» **Work to be completed**:
Print the listing below verbatim, leaving every line unchanged.
-*-*-
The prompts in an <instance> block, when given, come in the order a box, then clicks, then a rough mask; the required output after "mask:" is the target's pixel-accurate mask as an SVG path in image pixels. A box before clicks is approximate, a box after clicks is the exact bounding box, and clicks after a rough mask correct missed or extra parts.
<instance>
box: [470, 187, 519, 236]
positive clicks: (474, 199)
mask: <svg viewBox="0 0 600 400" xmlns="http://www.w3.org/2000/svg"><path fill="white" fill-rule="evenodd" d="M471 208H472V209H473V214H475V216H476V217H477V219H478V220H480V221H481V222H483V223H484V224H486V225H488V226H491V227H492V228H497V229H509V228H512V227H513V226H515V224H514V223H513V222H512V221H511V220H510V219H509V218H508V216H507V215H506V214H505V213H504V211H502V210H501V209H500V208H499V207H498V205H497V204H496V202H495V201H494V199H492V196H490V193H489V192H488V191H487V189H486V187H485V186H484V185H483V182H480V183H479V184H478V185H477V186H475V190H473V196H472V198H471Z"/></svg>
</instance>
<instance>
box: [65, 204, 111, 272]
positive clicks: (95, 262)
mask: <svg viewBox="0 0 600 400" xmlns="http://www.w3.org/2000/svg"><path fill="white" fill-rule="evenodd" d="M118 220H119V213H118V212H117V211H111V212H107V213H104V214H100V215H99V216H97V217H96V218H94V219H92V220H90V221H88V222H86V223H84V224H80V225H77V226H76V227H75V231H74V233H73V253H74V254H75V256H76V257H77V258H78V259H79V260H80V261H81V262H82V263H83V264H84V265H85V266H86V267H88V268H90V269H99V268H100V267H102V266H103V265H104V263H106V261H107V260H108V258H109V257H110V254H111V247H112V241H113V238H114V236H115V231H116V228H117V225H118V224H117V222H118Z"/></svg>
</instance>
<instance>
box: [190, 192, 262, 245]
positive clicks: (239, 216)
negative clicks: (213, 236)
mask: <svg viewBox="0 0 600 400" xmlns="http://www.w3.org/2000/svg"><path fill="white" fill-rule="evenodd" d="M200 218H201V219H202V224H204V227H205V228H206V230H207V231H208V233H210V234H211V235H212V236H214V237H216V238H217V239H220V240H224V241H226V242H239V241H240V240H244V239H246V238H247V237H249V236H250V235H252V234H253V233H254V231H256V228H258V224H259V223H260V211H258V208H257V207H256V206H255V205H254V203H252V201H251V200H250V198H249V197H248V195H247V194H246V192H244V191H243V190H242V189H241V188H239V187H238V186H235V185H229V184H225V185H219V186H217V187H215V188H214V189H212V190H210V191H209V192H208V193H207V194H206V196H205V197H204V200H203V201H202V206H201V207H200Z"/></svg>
-*-*-
» **Task output**:
The prompts in an <instance> block, when given, come in the order a box, then clicks, then a rough mask; the required output after "mask:" is the target's pixel-accurate mask as an SVG path in image pixels. A box before clicks is approximate, a box after clicks is the exact bounding box, and clicks after a rough mask correct missed or extra parts.
<instance>
box: [470, 187, 519, 236]
positive clicks: (474, 199)
mask: <svg viewBox="0 0 600 400" xmlns="http://www.w3.org/2000/svg"><path fill="white" fill-rule="evenodd" d="M471 208H472V209H473V214H475V216H476V217H477V219H478V220H480V221H481V222H483V223H484V224H486V225H488V226H491V227H492V228H497V229H509V228H512V227H513V226H515V224H514V223H513V222H512V221H511V220H510V219H509V218H508V216H507V215H506V214H505V213H504V211H502V210H501V209H500V208H499V207H498V205H497V204H496V202H495V201H494V199H492V196H490V193H489V192H488V191H487V189H486V187H485V186H484V185H483V182H480V183H479V184H478V185H477V186H475V190H473V196H472V198H471Z"/></svg>
</instance>
<instance>
box: [65, 204, 111, 272]
positive clicks: (95, 262)
mask: <svg viewBox="0 0 600 400" xmlns="http://www.w3.org/2000/svg"><path fill="white" fill-rule="evenodd" d="M118 220H119V213H118V212H117V211H111V212H107V213H104V214H100V215H99V216H97V217H96V218H94V219H92V220H90V221H88V222H86V223H84V224H80V225H77V226H76V227H75V231H74V233H73V253H74V254H75V256H76V257H77V258H78V259H79V260H80V261H81V262H82V263H83V264H84V265H85V266H86V267H88V268H90V269H99V268H100V267H102V266H103V265H104V263H106V261H107V260H108V258H109V257H110V254H111V247H112V241H113V238H114V236H115V231H116V228H117V225H118V224H117V222H118Z"/></svg>
</instance>
<instance>
box: [190, 192, 262, 245]
positive clicks: (239, 216)
negative clicks: (213, 236)
mask: <svg viewBox="0 0 600 400" xmlns="http://www.w3.org/2000/svg"><path fill="white" fill-rule="evenodd" d="M200 218H201V219H202V224H204V227H205V228H206V230H207V231H208V233H210V234H211V235H212V236H214V237H216V238H217V239H220V240H224V241H226V242H239V241H240V240H244V239H246V238H247V237H249V236H250V235H252V234H253V233H254V231H256V228H258V224H259V223H260V211H258V208H257V207H256V206H255V205H254V203H252V201H251V200H250V198H249V197H248V195H247V194H246V192H244V191H243V190H242V189H241V188H239V187H238V186H235V185H229V184H225V185H219V186H217V187H215V188H214V189H212V190H210V191H209V192H208V193H207V194H206V196H205V197H204V200H203V201H202V206H201V207H200Z"/></svg>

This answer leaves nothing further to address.